Set task
Reproduce each of the records below line for line, with nothing altered.

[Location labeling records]

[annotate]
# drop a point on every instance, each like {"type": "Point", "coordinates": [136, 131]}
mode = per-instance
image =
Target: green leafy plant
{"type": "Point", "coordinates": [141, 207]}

Response below
[annotate]
# drop a point on every instance, each like {"type": "Point", "coordinates": [136, 131]}
mode = per-instance
image =
Target: green leafy plant
{"type": "Point", "coordinates": [141, 207]}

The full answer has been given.